Problem details: Swap every instance of "rough mask" in the material below for "coarse mask", leaving all other text unchanged, and leave the pictures out of your answer.

****

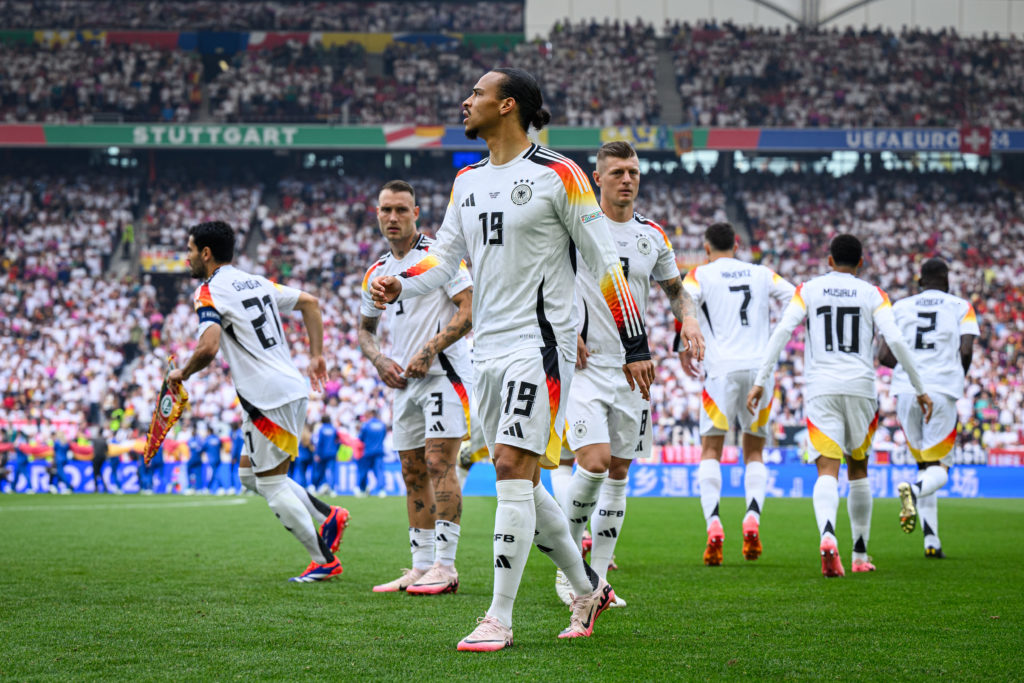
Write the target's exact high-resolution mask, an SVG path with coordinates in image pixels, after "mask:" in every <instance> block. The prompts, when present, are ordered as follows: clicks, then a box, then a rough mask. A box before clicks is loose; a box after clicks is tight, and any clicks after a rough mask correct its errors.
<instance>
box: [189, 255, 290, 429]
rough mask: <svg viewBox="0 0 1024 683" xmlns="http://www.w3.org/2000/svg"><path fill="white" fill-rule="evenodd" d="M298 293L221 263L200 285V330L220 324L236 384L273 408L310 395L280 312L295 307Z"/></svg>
mask: <svg viewBox="0 0 1024 683" xmlns="http://www.w3.org/2000/svg"><path fill="white" fill-rule="evenodd" d="M300 294H301V292H300V291H299V290H296V289H292V288H291V287H283V286H281V285H275V284H273V283H271V282H270V281H269V280H267V279H266V278H263V276H261V275H254V274H251V273H248V272H245V271H243V270H239V269H238V268H236V267H234V266H233V265H222V266H220V267H219V268H217V269H216V270H215V271H214V273H213V274H212V275H210V278H209V279H208V280H207V281H206V282H204V283H203V284H202V285H200V286H199V288H197V289H196V294H195V296H194V297H193V303H194V306H195V308H196V313H197V315H199V336H200V337H202V336H203V333H204V332H206V330H207V328H209V327H210V326H211V325H219V326H220V328H221V332H222V334H221V336H220V349H221V351H222V352H223V354H224V359H225V360H227V364H228V365H229V366H230V372H231V381H232V382H234V390H236V391H237V392H238V394H239V397H240V398H241V399H243V400H244V401H248V402H249V403H251V404H252V405H255V407H256V408H259V409H263V410H269V409H271V408H278V407H279V405H284V404H285V403H288V402H291V401H293V400H298V399H299V398H306V397H308V396H309V386H308V384H307V382H306V379H305V378H304V377H303V376H302V375H301V374H300V373H299V371H298V369H297V368H296V367H295V362H294V361H293V360H292V354H291V351H290V350H289V348H288V339H287V338H286V337H285V331H284V327H283V325H282V322H281V313H283V312H288V311H290V310H292V309H293V308H295V304H296V303H298V300H299V295H300ZM243 404H244V403H243Z"/></svg>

****

Reply to the exercise:
Write the target's exact high-resolution mask, an SVG path with coordinates in image pixels, after "mask:" in every <instance> block. The prompts, when present, are ordered as follows: clicks, then a box, then a coarse mask. A box before clicks is loose; a box after clicks is tight, and any clicks after a coarse mask correct its errors.
<instance>
box: [189, 255, 290, 429]
coarse mask: <svg viewBox="0 0 1024 683" xmlns="http://www.w3.org/2000/svg"><path fill="white" fill-rule="evenodd" d="M298 293L221 263L200 285V330L220 324L236 384L273 408L310 395L280 312L295 307Z"/></svg>
mask: <svg viewBox="0 0 1024 683" xmlns="http://www.w3.org/2000/svg"><path fill="white" fill-rule="evenodd" d="M300 294H301V292H300V291H299V290H296V289H292V288H291V287H283V286H281V285H275V284H273V283H271V282H270V281H269V280H267V279H266V278H263V276H261V275H254V274H251V273H248V272H245V271H243V270H239V269H238V268H236V267H234V266H233V265H222V266H220V267H219V268H217V269H216V270H215V271H214V273H213V274H212V275H210V278H209V279H208V280H207V281H206V282H204V283H203V284H202V285H200V286H199V288H197V289H196V294H195V296H194V297H193V303H194V306H195V308H196V313H197V315H199V336H200V337H202V336H203V333H204V332H206V330H207V328H209V327H210V326H211V325H219V326H220V328H221V332H222V334H221V336H220V349H221V351H222V352H223V354H224V359H225V360H227V364H228V365H229V366H230V372H231V381H232V382H234V390H236V391H237V392H238V394H239V397H240V398H241V399H243V400H244V401H248V402H249V403H251V404H252V405H255V407H256V408H259V409H263V410H269V409H271V408H278V407H279V405H284V404H285V403H288V402H291V401H293V400H298V399H299V398H306V397H308V396H309V386H308V384H307V382H306V379H305V378H304V377H303V376H302V375H301V374H300V373H299V371H298V369H297V368H296V367H295V362H294V361H293V360H292V354H291V351H290V350H289V348H288V339H287V338H286V337H285V331H284V327H283V325H282V322H281V313H283V312H288V311H290V310H292V309H293V308H295V304H296V303H298V300H299V295H300ZM243 404H244V403H243Z"/></svg>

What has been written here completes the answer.